# WHAT IS REQUIRED
Count the lines in the entries below that contain the string "Quickstart", matching case exactly, and give only the number.
begin INFORMATION GIVEN
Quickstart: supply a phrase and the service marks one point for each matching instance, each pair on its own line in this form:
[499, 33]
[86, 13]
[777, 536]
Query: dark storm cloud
end INFORMATION GIVEN
# WORKED ANSWER
1